— begin Records to use —
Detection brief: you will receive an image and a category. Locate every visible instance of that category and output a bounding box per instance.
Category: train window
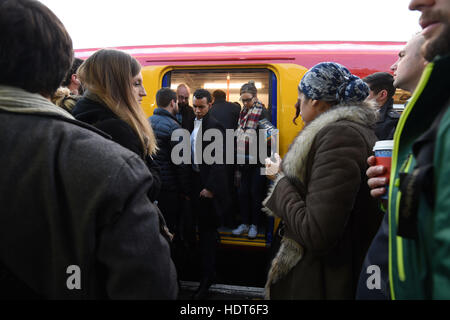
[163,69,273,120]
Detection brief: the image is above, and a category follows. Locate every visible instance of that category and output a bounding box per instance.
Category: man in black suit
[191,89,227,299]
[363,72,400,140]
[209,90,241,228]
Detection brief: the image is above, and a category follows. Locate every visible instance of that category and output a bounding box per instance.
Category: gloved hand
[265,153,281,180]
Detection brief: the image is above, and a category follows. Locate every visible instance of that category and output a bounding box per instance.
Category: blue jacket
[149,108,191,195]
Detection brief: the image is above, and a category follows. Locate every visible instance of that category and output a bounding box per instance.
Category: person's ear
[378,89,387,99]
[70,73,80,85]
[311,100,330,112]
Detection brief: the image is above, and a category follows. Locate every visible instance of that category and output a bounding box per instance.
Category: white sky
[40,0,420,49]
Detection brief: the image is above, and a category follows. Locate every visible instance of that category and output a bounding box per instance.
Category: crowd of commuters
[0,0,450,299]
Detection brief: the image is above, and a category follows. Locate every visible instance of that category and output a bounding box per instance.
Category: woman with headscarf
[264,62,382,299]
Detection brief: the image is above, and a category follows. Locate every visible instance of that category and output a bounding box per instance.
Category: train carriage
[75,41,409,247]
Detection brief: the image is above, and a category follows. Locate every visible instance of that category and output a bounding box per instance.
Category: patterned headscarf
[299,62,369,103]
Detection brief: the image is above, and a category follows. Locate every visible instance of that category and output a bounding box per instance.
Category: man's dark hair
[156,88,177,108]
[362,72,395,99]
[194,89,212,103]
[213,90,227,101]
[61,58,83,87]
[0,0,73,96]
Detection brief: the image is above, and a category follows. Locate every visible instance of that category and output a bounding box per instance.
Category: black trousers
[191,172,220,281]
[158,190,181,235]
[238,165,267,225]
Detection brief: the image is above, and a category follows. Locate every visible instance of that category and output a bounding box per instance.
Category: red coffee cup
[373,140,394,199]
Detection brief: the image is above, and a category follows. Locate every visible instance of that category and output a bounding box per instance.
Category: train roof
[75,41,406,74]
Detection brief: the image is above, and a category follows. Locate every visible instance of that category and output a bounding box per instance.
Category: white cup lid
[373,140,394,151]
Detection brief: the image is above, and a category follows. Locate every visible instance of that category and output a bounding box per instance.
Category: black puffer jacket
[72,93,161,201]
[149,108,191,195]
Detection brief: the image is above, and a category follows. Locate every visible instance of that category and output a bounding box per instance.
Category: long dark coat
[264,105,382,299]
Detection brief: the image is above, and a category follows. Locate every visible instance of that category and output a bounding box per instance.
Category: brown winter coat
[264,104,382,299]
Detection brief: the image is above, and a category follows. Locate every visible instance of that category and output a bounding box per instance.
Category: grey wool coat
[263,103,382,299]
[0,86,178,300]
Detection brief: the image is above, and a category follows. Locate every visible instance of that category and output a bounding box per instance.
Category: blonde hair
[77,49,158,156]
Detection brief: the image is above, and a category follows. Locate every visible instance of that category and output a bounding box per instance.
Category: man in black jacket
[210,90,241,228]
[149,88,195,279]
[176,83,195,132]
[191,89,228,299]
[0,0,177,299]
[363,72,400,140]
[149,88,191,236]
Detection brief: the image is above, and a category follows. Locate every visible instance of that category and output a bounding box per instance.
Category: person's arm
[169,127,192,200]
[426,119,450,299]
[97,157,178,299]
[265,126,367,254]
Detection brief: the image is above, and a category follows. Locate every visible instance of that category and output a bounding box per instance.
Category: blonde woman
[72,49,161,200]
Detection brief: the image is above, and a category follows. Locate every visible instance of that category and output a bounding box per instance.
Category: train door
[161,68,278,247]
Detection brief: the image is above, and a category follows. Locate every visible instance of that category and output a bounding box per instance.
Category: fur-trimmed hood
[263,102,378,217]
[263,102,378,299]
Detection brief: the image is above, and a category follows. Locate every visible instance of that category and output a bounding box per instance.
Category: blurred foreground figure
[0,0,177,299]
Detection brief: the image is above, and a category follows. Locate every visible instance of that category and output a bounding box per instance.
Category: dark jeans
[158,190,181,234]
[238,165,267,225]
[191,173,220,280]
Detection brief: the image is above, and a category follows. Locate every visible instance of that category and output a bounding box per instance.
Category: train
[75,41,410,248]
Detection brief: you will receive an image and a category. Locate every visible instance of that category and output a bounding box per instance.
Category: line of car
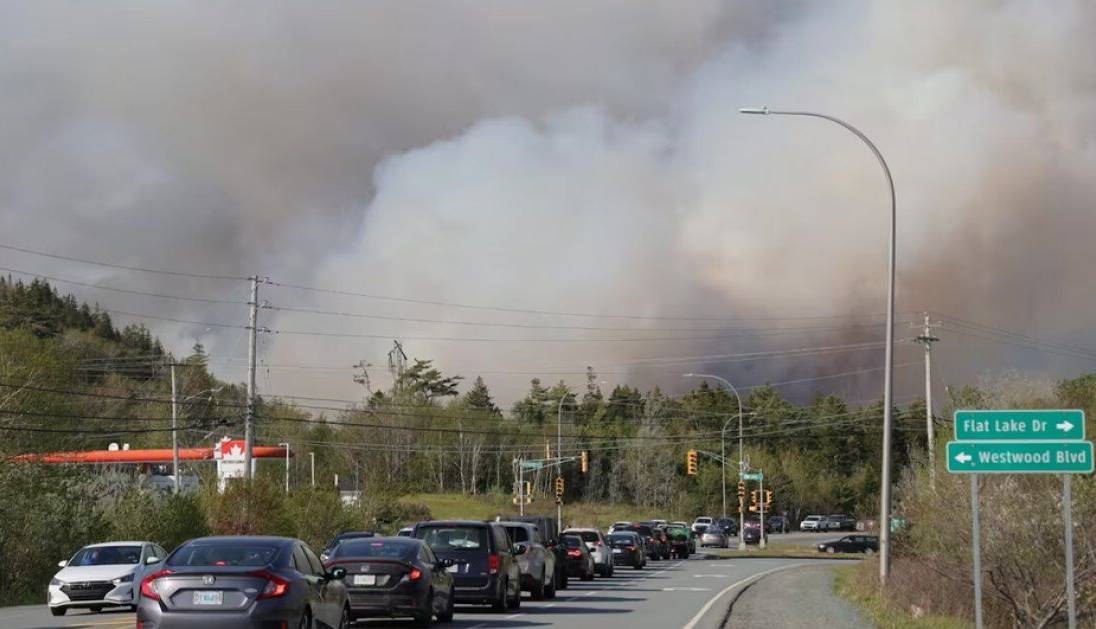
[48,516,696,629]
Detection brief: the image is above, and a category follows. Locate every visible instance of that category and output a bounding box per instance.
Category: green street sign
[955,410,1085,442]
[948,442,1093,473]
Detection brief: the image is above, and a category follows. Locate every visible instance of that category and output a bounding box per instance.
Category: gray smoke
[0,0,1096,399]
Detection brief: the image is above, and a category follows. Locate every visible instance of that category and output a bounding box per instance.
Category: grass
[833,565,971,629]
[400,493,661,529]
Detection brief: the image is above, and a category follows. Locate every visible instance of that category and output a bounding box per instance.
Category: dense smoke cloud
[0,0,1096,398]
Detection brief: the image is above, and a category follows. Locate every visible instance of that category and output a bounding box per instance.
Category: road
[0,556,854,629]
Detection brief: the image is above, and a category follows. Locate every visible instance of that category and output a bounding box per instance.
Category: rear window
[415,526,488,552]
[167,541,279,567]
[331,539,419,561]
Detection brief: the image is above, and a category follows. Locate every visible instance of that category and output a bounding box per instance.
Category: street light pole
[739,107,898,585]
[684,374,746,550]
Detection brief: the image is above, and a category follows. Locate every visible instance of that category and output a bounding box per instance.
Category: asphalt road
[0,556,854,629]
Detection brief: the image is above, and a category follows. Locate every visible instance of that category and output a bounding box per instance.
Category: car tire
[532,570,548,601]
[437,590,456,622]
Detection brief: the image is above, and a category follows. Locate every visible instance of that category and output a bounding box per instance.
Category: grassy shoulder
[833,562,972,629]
— end Records to use —
Short exercise — Reproduce all of the records above verbatim, line by line, leaving out the pictures.

Result of this exercise —
Detection brief: you will receive an image and a category. Locate every visible instance of that category and output a bounding box per instance.
Category: train window
[163,69,273,120]
Detection brief: the image is above, and a category follows. Locate every visible instance of that category and output a bounding box per instance.
Category: man in black suit
[191,89,227,299]
[363,72,400,140]
[209,90,241,228]
Detection brief: the image is above, and a category follows. Locate every visible instance of that category and output a bounding box per instance.
Category: gloved hand
[265,153,281,180]
Detection brief: the image is above, and a category follows. Locate every visible instance of that category and output a bounding box per instance.
Category: blue jacket
[149,108,191,195]
Detection brief: the image is above, and a category follows. Locate every visible instance of that category and output a bounding box per instance.
Category: person's ear
[378,89,387,99]
[70,73,80,85]
[311,100,330,112]
Detection brief: the image is above, and a category follows. Locate every visible instance of that category and output a bounding box per instance.
Category: white sky
[40,0,420,49]
Detection brief: the image is above, and a category follows. Locate every visible instance of that category and output a bounding box per instance.
Category: crowd of commuters
[0,0,450,299]
Detection brief: the image is above, and a category follows. Locate every visible instance of that category and output a bounding box per instance.
Category: woman with headscarf
[264,62,382,299]
Detection brief: the image is above, and a category follows. Locate every visible instance of that category and output a bounding box per instance.
Category: train carriage
[75,41,409,247]
Detection brief: the image is above, and a category follows. Locate every visible instance of that category and output a bounding box per instance.
Category: patterned headscarf
[299,62,369,103]
Detection brief: the image is above, and a category follows. Locate every visible instance of that category and output a bounding box per instance.
Category: man's dark hair
[156,88,177,108]
[362,72,395,99]
[194,89,212,103]
[213,90,227,101]
[61,58,83,87]
[0,0,73,96]
Detection brief: the image is above, and a category follows. Locate every visible instance of that category and output a bounding box per instance.
Category: black trousers
[191,172,220,281]
[158,190,181,235]
[238,165,267,225]
Detection brief: the image is above, and a category follows. Locate every visible instance of that category and output a bounding box per instance.
Category: red coffee cup
[373,140,394,199]
Detection brief: the image is above, and a category follows. Locate every visible instance of that category and output a bounding box per instance.
Category: train roof
[75,41,406,74]
Detection brief: the image is above, and a category follows. Locate every visible instance of that category and output a bounding box per instance.
Category: white cup lid
[373,140,394,151]
Detection brief: the image is above, and a category follows. Locate every visible instance of that category and output a bounding box per instance.
Category: black puffer jacket
[72,93,161,201]
[149,108,191,195]
Detection brief: the image is above, and a category follows. Locate every visible instance of that category and output a bounding box per instance.
Category: long dark coat
[264,105,382,299]
Detection brief: the image is above, and a category follows. Locate every visible instance of that category and output a bounding box per instance.
Category: brown winter coat
[264,104,382,299]
Detection brief: the image is above, and a category follows. Locate every visible instance of that category and output a bounding box per instance.
Category: grey wool coat
[263,103,382,299]
[0,86,178,300]
Detection brief: the image is above, and a category follows. Locate every visible instance of that category and output a bounding box per instance.
Category: blonde hair
[77,49,158,156]
Detection brief: the image is above, and a category follows. Locate every visible instance of that category and output a bounding box per instance.
Category: man in black jacket
[210,90,241,228]
[149,88,195,279]
[176,83,195,132]
[191,89,228,299]
[0,0,177,299]
[363,72,400,140]
[149,88,191,236]
Detection brief: the image is above, and a category follows. Locate every visible instance of that category and output a bounding box per instance.
Category: person's arm
[169,127,192,200]
[426,119,450,299]
[97,157,178,299]
[265,126,367,254]
Detection brief: the image is above, and a category follows. Locate every visible instance of that category and output a bounding box per instance.
Category: blonde woman
[72,49,161,200]
Detection brief: the image is above, and a category follows. Locate every visible instance of that category and output a bounding box per instance.
Category: train door
[161,68,278,247]
Detection brief: the image is above, and a category follows. Locate every visible instance of that category and output a bounding box per instance.
Category: fur-trimmed hood
[263,102,378,217]
[263,102,378,299]
Detection brief: the image is above, and a category follows. Locate every visible instance of that category and output a bounding box per instance.
Category: blurred foreground figure
[0,0,177,299]
Detection brief: the image is above, and a category follows. Locate every visible instance of that category and output a bounding box per instance.
Category: dark jeans
[158,190,181,234]
[238,165,267,225]
[191,173,220,280]
Detection brief: the image is above, and a category follows. Locate every visible instance of that category and output a bounding box per instance.
Category: train
[75,41,410,248]
Detection brief: you will receive an image and a category. Locate every visible instance of that category and output a bounding box per instance.
Category: line of car
[48,516,696,629]
Detection brief: the image is above, and a category follows. Locate every visible instance of that category and output a bounding box per instance.
Category: green street sign
[955,410,1085,442]
[948,442,1093,473]
Detection brief: the image is above, and a category follows. Locate every visible instance of that category and output a bounding box per instance.
Category: gray smoke
[0,0,1096,399]
Detection brief: the image is above, and a category follows. Locate every visible instance of that category and output a bounding box per instance.
Category: grass
[833,565,971,629]
[400,493,661,529]
Detection brief: the image is above, and a category follows. Locate every visible instance of that category and output a bounding box per instance.
Category: dense smoke cloud
[0,0,1096,398]
Detection brief: the image is above, and a category follows. Locate every visible instance of that category and output a bounding box per instance.
Category: road
[0,556,854,629]
Detection brief: the image is above, and a category follows. Locate every visible instance of that category and output a bounding box per instance.
Category: rear window
[415,526,488,552]
[167,541,279,567]
[331,539,419,561]
Detection brief: the image is above, and a category follows. Locate every visible instance of that category and output a bounding box per instance.
Category: street light pole
[739,107,898,585]
[684,374,746,550]
Detection brief: the image is above, and a category follows. Locate every visible instance of that category and output a bounding box per instance.
Category: asphalt road
[0,556,854,629]
Detection brief: the image is above, and a category follows. Locate every visible instance of that category and output a bounding box per instance.
Category: car tire
[532,570,548,601]
[437,590,456,622]
Detection brief: the image is above, and a category follows. Locate every visible instance of that category and output a bounding box per instance.
Category: grassy shoulder
[833,562,972,629]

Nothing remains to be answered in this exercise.